» What the task asks
The complete listing should be transcribed precisely.

» Data for this task
--
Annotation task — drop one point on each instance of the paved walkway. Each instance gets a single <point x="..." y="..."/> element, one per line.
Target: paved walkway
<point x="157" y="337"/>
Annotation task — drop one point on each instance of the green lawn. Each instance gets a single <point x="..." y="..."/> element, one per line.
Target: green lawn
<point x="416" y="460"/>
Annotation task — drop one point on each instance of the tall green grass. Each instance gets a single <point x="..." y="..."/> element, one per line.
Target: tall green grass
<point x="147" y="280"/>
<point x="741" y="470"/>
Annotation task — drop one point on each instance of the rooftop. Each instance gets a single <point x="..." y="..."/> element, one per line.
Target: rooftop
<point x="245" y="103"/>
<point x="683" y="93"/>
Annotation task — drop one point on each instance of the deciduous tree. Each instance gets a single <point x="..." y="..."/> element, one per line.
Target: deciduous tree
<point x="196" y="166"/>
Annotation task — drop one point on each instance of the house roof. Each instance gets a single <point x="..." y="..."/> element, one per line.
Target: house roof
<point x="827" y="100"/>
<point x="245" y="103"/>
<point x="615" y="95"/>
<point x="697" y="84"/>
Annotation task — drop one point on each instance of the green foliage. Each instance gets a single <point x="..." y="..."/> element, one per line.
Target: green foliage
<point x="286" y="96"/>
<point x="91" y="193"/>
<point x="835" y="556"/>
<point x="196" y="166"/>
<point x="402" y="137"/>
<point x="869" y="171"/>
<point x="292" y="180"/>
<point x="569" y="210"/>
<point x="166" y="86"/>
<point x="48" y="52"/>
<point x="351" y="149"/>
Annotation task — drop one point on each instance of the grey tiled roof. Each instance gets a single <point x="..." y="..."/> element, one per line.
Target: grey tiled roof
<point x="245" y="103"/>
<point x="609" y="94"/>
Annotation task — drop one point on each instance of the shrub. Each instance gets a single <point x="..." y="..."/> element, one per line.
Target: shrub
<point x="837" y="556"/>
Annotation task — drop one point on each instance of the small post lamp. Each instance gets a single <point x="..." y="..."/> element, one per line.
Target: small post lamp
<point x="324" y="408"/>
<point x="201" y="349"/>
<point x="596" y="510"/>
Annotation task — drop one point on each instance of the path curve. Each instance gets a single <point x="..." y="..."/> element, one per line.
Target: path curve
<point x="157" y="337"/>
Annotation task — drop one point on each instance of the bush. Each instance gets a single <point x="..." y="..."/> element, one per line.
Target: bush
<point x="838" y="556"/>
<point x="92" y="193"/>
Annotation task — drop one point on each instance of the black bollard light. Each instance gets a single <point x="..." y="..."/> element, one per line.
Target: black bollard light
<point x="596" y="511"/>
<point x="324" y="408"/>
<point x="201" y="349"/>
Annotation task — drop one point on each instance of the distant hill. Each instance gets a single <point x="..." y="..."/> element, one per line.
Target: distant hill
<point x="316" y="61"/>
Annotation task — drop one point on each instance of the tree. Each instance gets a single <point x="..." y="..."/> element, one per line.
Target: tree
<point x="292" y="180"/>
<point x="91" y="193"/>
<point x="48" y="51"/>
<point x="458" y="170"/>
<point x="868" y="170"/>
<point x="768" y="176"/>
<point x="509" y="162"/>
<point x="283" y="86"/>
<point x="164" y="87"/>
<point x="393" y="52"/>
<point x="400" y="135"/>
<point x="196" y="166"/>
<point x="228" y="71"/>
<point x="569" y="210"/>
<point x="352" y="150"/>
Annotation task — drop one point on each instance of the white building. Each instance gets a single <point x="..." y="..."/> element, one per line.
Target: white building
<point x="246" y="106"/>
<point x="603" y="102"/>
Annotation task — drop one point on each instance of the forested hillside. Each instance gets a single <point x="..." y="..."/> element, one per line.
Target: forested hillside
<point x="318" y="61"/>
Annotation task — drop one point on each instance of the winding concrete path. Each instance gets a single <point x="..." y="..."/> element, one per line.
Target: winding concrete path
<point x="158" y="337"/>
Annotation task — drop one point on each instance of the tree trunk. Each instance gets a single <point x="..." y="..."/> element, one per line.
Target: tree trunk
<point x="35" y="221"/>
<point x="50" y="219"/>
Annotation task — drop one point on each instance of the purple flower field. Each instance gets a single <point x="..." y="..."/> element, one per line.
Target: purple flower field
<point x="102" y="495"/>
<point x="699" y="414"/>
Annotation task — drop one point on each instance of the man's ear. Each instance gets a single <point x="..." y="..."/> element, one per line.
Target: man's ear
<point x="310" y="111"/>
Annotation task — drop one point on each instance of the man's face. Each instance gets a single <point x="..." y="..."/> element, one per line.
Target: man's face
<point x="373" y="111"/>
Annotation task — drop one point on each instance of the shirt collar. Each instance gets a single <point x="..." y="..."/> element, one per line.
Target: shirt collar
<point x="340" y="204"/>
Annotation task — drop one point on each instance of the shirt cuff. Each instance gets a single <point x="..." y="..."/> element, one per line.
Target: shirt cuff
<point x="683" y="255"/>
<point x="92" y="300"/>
--
» Output below
Annotation task — drop one point on each instance of the paved walkway. Each instance gets a single <point x="..." y="..."/> element, one per line.
Target: paved walkway
<point x="157" y="337"/>
Annotation task — drop one point on each instance of the green lawn. Each instance gets a single <point x="..." y="..."/> element, one per line.
Target: green lawn
<point x="416" y="460"/>
Annotation task — drop one point on each instance of the tall green grass. Each instance gets a single <point x="..." y="..."/> element, one per line.
Target: tall green grass
<point x="147" y="280"/>
<point x="741" y="470"/>
Annotation task — drop one point on each instance of the rooftop. Each instance gets a single <point x="..." y="..."/> element, one per line.
Target: rooftop
<point x="245" y="103"/>
<point x="683" y="93"/>
Annotation task — drop one point on each instance of the deciduous tree. Each instance gets a single <point x="..." y="..."/> element, one per line.
Target: deciduous tree
<point x="196" y="166"/>
Annotation task — drop one point on each instance of the house roof. Each instance gets a single <point x="..." y="..."/> element, one per line.
Target: house roof
<point x="827" y="100"/>
<point x="245" y="103"/>
<point x="615" y="95"/>
<point x="697" y="84"/>
Annotation task — drop one point on each instance of the green foliage. Each instance gets a single <point x="..." y="..."/> element, one per line.
Target: green foliage
<point x="286" y="96"/>
<point x="91" y="193"/>
<point x="835" y="556"/>
<point x="196" y="166"/>
<point x="402" y="137"/>
<point x="869" y="171"/>
<point x="292" y="180"/>
<point x="569" y="210"/>
<point x="166" y="86"/>
<point x="48" y="52"/>
<point x="351" y="149"/>
Annotation task — drop one point on each instance of the grey tiled roof. Each instance gets a single <point x="..." y="..."/> element, one per line.
Target: grey tiled roof
<point x="245" y="103"/>
<point x="609" y="94"/>
Annotation task — drop one point on each instance of the shrub. Each instance gets a single <point x="..." y="..."/> element, one per line.
Target: shrub
<point x="837" y="556"/>
Annotation task — drop one point on each instance of the small post lamp. Each instance gets a single <point x="..." y="..."/> element, one per line.
Target: small post lamp
<point x="324" y="408"/>
<point x="201" y="349"/>
<point x="596" y="510"/>
Annotation task — drop one point on each instance of the path curve. Each instance gets a single <point x="..." y="..."/> element, one per line.
Target: path curve
<point x="157" y="337"/>
Annotation task — drop one point on each instance of the bush. Each instance gets a single <point x="..." y="..."/> element, one per line.
Target: bush
<point x="838" y="556"/>
<point x="92" y="193"/>
Annotation task — drop one point on each instance of the black bollard light. Each instance gets a single <point x="..." y="..."/> element, one per line.
Target: black bollard light
<point x="596" y="511"/>
<point x="324" y="408"/>
<point x="201" y="349"/>
Annotation task — drop one point on each instance of the distant hill. Each instance gets a single <point x="..." y="..."/> element, one per line.
Target: distant hill
<point x="316" y="61"/>
Annotation task — drop one point on each instance of the tree. Each instance gets a single <point x="..." y="..."/> element, one per line.
Target: tree
<point x="292" y="180"/>
<point x="91" y="193"/>
<point x="48" y="51"/>
<point x="458" y="170"/>
<point x="868" y="170"/>
<point x="768" y="176"/>
<point x="509" y="162"/>
<point x="283" y="86"/>
<point x="164" y="87"/>
<point x="393" y="52"/>
<point x="400" y="135"/>
<point x="196" y="166"/>
<point x="228" y="71"/>
<point x="569" y="210"/>
<point x="352" y="150"/>
Annotation task — drop one point on each instance of the white building. Each instance gets a single <point x="..." y="..."/> element, one per line.
Target: white building
<point x="246" y="106"/>
<point x="603" y="102"/>
Annotation task — drop one point on each instance of the forested hillside. Each instance gets a single <point x="..." y="..."/> element, one per line.
Target: forested hillside
<point x="318" y="61"/>
Annotation task — drop one point on each instance of the winding concrete path. Each instance gets a single <point x="..." y="..."/> element, one per line.
Target: winding concrete path
<point x="158" y="337"/>
Annotation task — drop one point on each instance of the tree trunk. Each instance gets a single <point x="..." y="..."/> element, one per line.
Target: tree trunk
<point x="35" y="221"/>
<point x="50" y="219"/>
Annotation task — drop one point on each instance of the purple flower field. Each instance gets a single <point x="..." y="..."/> element, one per line.
Target: purple flower field
<point x="102" y="495"/>
<point x="699" y="414"/>
Annotation task — drop one point on each instance of the man's ear. Each instance gets a single <point x="..." y="..."/> element, one per line.
Target: man's ear
<point x="310" y="111"/>
Annotation task — drop one point on each instance of the man's face. Each instance gets a single <point x="..." y="..."/> element, one per line.
Target: man's face
<point x="373" y="111"/>
Annotation task — drop one point on each instance of the shirt collar. Each instance gets a single <point x="..." y="..."/> element, one per line.
Target: shirt collar
<point x="340" y="204"/>
Annotation task — drop one point on each instance of the shirt cuff. Each instance gets a single <point x="..." y="..."/> element, one per line.
Target: shirt cuff
<point x="683" y="255"/>
<point x="92" y="300"/>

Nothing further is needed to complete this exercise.